__EXERCISE GOAL__
Write out precisely the lines beginning with the line that contains "Reviewer note: check that each instance of the bush" and ending with the last line of the entries, and no other lines.

::: RECORD EXCERPTS

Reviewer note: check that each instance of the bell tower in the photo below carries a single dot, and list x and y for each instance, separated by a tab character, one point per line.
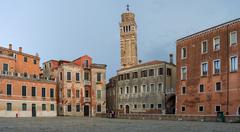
128	39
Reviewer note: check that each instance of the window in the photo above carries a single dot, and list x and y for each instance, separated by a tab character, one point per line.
200	109
233	38
9	106
204	69
144	73
216	65
183	109
233	64
217	108
135	75
24	91
78	93
152	106
216	43
184	90
77	77
33	91
184	53
69	76
99	108
9	89
43	92
24	107
51	93
218	86
152	87
44	107
183	73
201	88
78	108
135	89
204	47
169	72
160	71
69	93
99	94
52	107
151	72
60	75
159	106
160	87
99	77
86	76
69	108
25	58
35	62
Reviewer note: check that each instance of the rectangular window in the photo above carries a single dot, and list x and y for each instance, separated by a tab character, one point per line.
24	107
69	93
44	107
135	75
43	92
201	88
9	106
77	77
144	73
52	107
51	93
151	72
184	53
216	66
24	91
204	69
184	73
78	93
233	38
99	77
78	108
216	43
160	71
217	108
9	89
200	109
233	64
218	86
69	76
99	94
33	91
204	47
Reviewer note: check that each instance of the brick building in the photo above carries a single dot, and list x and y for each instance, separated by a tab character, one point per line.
208	71
81	86
23	92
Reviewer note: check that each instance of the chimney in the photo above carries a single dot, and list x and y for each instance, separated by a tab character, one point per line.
20	49
171	58
10	46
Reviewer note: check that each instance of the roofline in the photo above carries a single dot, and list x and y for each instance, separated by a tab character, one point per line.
208	29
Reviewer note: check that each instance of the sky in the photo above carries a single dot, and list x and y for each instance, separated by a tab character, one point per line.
68	29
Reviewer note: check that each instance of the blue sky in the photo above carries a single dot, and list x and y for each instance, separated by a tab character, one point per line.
67	29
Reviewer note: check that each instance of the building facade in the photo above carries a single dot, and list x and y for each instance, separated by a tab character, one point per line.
81	86
147	88
208	71
23	92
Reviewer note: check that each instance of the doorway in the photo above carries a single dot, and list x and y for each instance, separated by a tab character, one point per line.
34	113
86	110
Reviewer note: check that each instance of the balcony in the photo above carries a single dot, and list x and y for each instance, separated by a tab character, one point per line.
87	100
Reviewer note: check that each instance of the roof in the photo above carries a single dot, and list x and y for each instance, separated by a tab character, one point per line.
210	29
154	62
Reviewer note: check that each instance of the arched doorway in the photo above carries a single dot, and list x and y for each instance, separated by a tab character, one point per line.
127	109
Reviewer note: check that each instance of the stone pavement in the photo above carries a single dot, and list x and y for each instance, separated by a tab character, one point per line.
78	124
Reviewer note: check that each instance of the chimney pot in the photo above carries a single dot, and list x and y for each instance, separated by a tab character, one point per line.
10	46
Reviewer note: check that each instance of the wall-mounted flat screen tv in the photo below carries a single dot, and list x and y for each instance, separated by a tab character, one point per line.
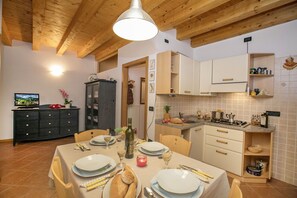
26	99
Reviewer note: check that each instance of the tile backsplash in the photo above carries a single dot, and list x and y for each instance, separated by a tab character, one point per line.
243	106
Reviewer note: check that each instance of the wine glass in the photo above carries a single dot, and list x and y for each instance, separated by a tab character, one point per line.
107	139
121	153
167	157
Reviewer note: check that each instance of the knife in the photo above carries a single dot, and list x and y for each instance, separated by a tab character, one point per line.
199	171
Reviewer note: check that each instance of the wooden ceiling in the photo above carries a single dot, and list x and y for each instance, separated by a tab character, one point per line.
85	26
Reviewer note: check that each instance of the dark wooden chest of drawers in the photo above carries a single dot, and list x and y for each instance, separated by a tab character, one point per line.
42	124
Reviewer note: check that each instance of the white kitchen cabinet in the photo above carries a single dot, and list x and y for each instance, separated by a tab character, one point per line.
230	70
224	148
197	139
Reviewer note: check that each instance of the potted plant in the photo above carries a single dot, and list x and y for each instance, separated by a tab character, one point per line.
166	114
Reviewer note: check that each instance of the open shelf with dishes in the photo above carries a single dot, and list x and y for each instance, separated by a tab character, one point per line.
262	157
261	75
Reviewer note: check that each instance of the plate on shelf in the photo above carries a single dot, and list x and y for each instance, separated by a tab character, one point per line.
107	188
92	162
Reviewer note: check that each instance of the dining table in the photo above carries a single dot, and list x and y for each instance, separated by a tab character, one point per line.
69	154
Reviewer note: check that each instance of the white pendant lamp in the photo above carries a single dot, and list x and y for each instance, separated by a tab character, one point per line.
135	24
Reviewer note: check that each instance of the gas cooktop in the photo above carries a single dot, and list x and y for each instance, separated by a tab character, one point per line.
238	123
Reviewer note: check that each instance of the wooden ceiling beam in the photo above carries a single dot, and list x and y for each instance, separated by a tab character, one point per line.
38	9
110	48
264	20
5	37
107	34
83	15
237	12
186	11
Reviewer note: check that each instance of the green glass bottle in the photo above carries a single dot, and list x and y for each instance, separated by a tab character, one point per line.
129	141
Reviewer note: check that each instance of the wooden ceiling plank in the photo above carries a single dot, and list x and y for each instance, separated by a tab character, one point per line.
261	21
84	14
38	8
186	11
109	48
237	12
6	38
108	33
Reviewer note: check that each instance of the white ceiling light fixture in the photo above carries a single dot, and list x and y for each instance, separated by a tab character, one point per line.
135	24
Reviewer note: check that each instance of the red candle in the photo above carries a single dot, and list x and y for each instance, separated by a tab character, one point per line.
141	160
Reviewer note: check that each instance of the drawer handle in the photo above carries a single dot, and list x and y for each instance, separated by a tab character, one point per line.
223	142
221	152
222	131
228	79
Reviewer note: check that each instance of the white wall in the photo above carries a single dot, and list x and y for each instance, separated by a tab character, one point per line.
24	70
279	39
137	50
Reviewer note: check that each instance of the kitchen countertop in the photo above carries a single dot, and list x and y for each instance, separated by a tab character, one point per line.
248	129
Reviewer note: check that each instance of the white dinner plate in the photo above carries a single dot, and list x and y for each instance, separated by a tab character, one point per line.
163	193
177	181
92	162
153	153
152	146
107	188
108	168
112	141
100	139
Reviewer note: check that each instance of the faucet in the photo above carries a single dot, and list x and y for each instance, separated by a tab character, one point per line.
181	115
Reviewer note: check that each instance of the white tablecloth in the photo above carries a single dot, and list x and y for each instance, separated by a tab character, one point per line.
218	187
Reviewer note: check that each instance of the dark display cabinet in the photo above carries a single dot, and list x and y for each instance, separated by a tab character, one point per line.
44	123
100	104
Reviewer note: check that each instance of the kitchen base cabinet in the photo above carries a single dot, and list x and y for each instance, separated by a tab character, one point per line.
197	139
265	140
44	123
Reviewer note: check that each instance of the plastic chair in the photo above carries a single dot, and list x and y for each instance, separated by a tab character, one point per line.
176	144
235	191
89	134
63	190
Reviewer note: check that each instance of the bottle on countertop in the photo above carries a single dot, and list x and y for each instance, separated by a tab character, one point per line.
264	120
129	141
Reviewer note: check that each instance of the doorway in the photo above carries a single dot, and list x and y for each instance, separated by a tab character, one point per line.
141	99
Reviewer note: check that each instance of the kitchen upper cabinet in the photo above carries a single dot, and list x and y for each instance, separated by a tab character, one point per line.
230	70
174	74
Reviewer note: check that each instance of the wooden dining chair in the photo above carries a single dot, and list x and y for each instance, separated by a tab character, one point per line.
176	144
235	191
89	134
63	190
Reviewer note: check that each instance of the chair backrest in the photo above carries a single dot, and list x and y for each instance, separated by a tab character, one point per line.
235	191
176	144
89	134
63	190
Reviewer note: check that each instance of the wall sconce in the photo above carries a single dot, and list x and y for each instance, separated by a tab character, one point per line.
56	70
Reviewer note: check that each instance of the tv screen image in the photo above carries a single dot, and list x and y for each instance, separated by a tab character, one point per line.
26	99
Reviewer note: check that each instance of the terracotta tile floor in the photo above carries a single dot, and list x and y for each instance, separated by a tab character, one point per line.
24	169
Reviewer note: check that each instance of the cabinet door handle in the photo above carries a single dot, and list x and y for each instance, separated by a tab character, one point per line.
223	142
222	131
228	79
221	152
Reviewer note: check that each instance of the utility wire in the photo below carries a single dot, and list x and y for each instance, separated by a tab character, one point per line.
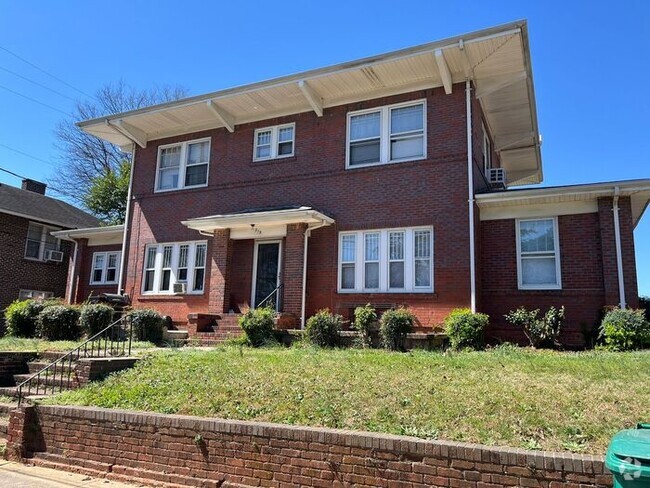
46	72
37	83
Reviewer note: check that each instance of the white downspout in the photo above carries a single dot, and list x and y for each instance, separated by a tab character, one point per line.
120	280
470	195
619	254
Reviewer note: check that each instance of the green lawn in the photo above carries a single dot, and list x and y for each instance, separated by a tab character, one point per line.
515	397
21	344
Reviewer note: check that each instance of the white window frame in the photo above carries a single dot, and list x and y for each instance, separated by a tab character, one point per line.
41	249
158	269
384	134
182	169
105	267
409	261
275	142
556	246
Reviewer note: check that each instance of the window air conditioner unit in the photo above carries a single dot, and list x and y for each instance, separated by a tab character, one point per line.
497	177
56	256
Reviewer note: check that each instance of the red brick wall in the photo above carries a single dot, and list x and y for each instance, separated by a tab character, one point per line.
192	451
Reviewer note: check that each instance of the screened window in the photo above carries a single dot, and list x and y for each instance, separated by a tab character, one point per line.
274	142
399	260
183	165
539	256
387	134
104	270
171	263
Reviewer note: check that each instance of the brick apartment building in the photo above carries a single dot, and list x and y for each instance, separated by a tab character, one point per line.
388	180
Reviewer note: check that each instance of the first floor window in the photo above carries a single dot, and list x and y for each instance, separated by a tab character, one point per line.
538	254
104	270
168	264
386	260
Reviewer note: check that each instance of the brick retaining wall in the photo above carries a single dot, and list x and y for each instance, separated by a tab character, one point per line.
191	451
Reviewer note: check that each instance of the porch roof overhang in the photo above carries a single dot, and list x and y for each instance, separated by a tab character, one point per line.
565	199
258	220
497	60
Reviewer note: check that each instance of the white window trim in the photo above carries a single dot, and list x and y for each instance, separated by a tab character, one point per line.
384	134
558	267
183	165
103	281
41	249
409	262
275	130
157	278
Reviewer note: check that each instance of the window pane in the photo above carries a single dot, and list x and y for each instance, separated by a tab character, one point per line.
396	274
364	152
196	175
347	276
537	235
372	275
364	126
411	147
198	153
406	119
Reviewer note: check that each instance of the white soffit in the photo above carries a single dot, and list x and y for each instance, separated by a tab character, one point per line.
496	59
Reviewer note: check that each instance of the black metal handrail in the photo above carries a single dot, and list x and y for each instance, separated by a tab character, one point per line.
112	341
275	291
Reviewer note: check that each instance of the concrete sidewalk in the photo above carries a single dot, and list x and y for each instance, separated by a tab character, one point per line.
16	475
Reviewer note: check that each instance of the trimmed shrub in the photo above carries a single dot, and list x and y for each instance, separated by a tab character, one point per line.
323	329
364	318
95	317
59	323
258	325
466	330
540	331
147	325
625	330
393	327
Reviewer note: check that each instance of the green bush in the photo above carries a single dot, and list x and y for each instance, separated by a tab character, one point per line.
147	325
393	327
625	330
364	318
323	329
95	317
540	331
258	325
59	323
466	330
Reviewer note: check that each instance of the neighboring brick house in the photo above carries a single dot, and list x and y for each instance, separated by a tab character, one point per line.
382	181
33	262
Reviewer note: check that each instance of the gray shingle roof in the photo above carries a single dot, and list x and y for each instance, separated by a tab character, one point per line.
43	208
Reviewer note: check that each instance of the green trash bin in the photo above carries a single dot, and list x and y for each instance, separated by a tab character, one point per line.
628	457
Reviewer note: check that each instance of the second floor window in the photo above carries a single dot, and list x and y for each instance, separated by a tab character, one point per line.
183	165
387	134
274	142
40	241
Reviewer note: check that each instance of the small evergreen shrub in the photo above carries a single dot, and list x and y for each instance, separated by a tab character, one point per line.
147	325
95	317
59	323
364	318
539	330
466	330
323	329
393	327
625	330
258	325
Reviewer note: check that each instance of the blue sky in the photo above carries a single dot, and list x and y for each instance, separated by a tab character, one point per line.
590	64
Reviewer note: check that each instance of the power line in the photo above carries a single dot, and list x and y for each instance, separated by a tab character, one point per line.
37	83
35	101
46	72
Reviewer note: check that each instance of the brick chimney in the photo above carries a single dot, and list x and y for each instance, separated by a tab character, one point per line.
35	186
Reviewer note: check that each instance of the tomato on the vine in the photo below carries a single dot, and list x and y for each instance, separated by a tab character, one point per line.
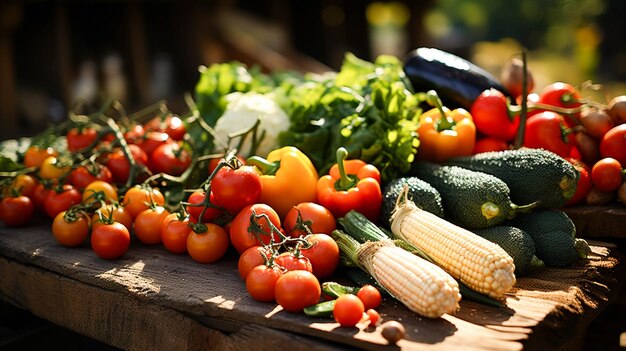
323	254
209	245
606	174
237	188
348	310
261	282
318	218
242	238
80	138
548	130
16	211
72	232
81	176
110	240
174	233
296	290
147	224
61	200
170	158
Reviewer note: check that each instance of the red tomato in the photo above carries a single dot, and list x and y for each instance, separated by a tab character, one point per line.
492	117
323	254
316	217
548	130
34	155
72	233
80	138
81	176
174	233
170	158
239	235
208	246
119	165
348	310
110	241
138	199
562	95
296	290
261	282
198	197
147	224
16	211
584	181
606	174
487	144
60	201
235	189
613	144
252	257
291	262
370	296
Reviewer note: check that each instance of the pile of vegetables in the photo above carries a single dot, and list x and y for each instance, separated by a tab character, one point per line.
423	196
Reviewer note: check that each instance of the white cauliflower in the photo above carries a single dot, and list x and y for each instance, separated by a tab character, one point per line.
242	111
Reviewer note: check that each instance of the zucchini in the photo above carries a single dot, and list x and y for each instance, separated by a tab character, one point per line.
470	199
531	174
457	81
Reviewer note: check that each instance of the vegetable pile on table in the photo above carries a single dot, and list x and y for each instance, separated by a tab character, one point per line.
425	181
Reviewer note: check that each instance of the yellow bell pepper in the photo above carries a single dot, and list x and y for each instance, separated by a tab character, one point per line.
288	178
445	133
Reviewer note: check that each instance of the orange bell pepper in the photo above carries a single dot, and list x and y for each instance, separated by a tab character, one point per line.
445	133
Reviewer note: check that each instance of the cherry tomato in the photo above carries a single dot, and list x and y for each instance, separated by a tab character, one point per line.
583	187
81	176
16	211
62	200
110	241
170	158
606	174
34	155
564	95
613	144
291	262
323	254
25	184
487	144
208	246
296	290
261	282
138	199
70	233
370	296
119	164
52	168
198	197
147	224
492	117
112	212
252	257
172	125
99	190
235	189
348	310
239	235
316	217
80	138
548	130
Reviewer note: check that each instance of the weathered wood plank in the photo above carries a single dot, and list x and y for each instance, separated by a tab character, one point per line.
157	291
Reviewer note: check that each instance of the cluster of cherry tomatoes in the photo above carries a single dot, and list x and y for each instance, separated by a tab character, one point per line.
589	134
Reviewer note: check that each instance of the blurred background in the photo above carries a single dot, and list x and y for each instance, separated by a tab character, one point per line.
54	54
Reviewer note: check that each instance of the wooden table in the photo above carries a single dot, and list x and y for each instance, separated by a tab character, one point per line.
153	300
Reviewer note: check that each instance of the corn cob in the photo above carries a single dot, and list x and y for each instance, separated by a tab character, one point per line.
476	262
421	286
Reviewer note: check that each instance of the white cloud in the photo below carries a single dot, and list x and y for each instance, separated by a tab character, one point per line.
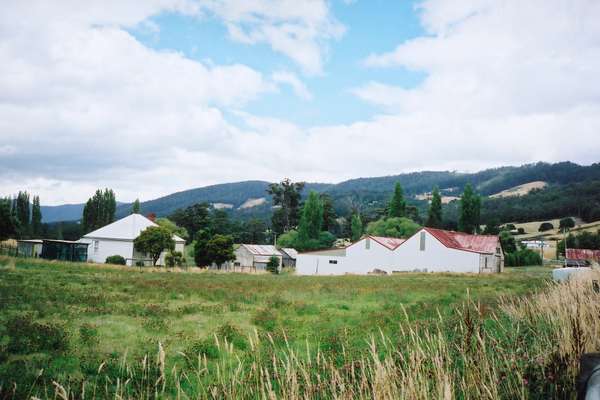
84	105
296	84
297	29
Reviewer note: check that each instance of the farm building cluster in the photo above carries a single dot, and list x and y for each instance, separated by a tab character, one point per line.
429	250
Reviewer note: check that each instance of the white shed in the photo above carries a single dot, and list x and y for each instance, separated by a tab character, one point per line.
436	250
367	255
253	257
117	239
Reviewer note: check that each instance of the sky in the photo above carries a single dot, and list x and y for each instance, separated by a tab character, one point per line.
157	96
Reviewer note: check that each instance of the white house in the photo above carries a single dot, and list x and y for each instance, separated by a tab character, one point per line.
362	257
117	239
253	257
429	250
436	250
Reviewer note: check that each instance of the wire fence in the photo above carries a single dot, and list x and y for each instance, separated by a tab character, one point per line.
8	251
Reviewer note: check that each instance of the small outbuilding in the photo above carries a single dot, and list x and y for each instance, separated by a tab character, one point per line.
289	257
29	248
117	239
367	255
429	250
64	250
437	250
253	257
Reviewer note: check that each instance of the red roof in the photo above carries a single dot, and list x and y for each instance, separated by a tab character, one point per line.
583	254
464	241
390	243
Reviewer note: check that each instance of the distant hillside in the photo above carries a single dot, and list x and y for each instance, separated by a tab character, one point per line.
373	193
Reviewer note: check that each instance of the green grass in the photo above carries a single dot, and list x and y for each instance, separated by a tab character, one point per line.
106	313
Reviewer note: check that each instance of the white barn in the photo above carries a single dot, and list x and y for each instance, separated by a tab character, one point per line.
253	257
117	239
429	250
367	255
436	250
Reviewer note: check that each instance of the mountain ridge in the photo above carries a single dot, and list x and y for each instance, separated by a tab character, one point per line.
346	194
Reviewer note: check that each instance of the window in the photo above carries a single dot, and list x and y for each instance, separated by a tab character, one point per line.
422	242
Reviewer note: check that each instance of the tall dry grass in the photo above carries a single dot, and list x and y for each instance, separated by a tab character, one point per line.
529	348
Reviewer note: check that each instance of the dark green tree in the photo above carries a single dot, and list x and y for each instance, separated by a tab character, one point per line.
492	227
219	222
397	207
286	196
329	215
23	215
36	217
470	208
356	227
99	210
153	241
311	220
393	227
172	226
193	218
434	216
273	265
253	232
200	251
566	223
508	242
136	208
219	250
8	224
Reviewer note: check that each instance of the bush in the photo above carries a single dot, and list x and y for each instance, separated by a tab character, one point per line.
273	265
116	259
233	335
27	336
203	348
174	259
523	257
88	333
566	223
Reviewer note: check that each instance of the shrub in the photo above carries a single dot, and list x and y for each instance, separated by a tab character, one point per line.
273	265
116	259
523	257
566	223
88	333
265	319
174	259
202	348
29	336
233	335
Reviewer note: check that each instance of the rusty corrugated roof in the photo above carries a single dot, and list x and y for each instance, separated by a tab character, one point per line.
465	241
262	250
583	254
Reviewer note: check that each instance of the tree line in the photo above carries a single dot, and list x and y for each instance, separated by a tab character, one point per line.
20	218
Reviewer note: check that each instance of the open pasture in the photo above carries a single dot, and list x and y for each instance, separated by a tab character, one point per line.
205	335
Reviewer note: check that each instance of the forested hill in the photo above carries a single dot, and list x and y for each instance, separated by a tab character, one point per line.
249	198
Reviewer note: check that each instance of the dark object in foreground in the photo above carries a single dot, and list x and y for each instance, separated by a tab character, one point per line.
588	383
573	263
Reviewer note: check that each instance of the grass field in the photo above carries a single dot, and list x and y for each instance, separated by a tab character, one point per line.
68	329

::::::

__REPLY TO THE TASK__
Reviewer note: check that each instance of the bush in the photo above carries a single dot, and list x and y for each instance, separated by a tab character, one point per line.
273	265
116	259
233	335
27	336
203	348
174	259
523	257
88	333
566	223
Reviewer note: check that each instance of the shrub in the photo above carries a single dot, and list x and y for each instance, separated by a tab character, one point per line.
273	265
116	259
523	257
566	223
88	333
265	319
174	259
202	348
29	336
233	335
Reviewer note: check that each instance of the rusty corrugated roof in the photo above carries a single dot, and list x and y for each instance, separated by a tab character, one point per line.
465	241
262	250
583	254
Reviewer note: check that each instance of the tree line in the photo above carries a single dot, and list x and y for each instance, separated by a tab character, one point per line.
20	218
Reviewer note: check that each instance of the open pasture in the photo above carries a single dot, and list x and y for each instance, separated by a tab character, one point per line.
205	335
Reviewer note: check that each instance of the forested hill in the photo above carries a single dot, and list x and y for each instance, separated by a tab character, one point per line.
249	198
Reviewer note: check that each instance of the dark object in foreground in the photo above carries a single dot, and list x and y for each instance, separated by a tab character, one point per line.
588	383
573	263
Reviewer note: check that each instance of the grass field in the photo above carries a single dot, and list x and y for each instance, separated by a tab character, one point per line.
68	329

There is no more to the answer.